# WHAT YOU ARE ASKED TO DO
Your answer should consist of the lines in the listing that hold "water".

# RECORD EXCERPTS

:::::

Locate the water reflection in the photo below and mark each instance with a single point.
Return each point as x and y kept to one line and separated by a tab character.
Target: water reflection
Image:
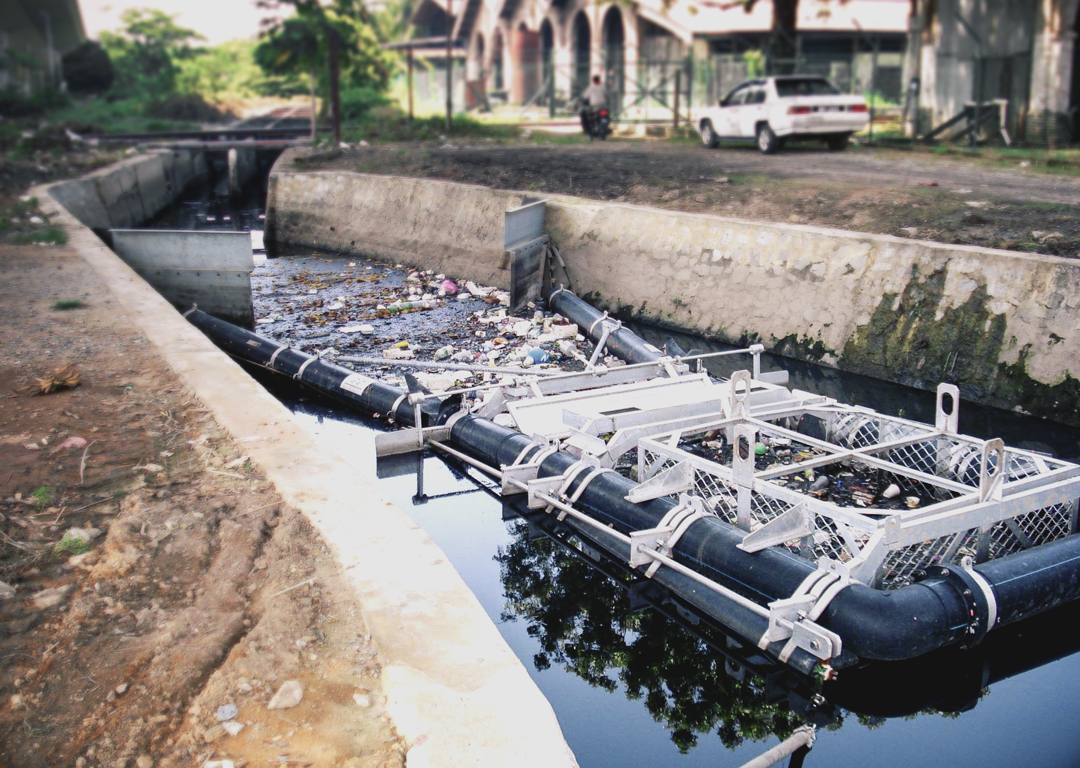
598	621
583	619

:::::

# ANSWER SECTION
Locate the water reflection in the photo below and mark each instance with a single point.
Target: water reflection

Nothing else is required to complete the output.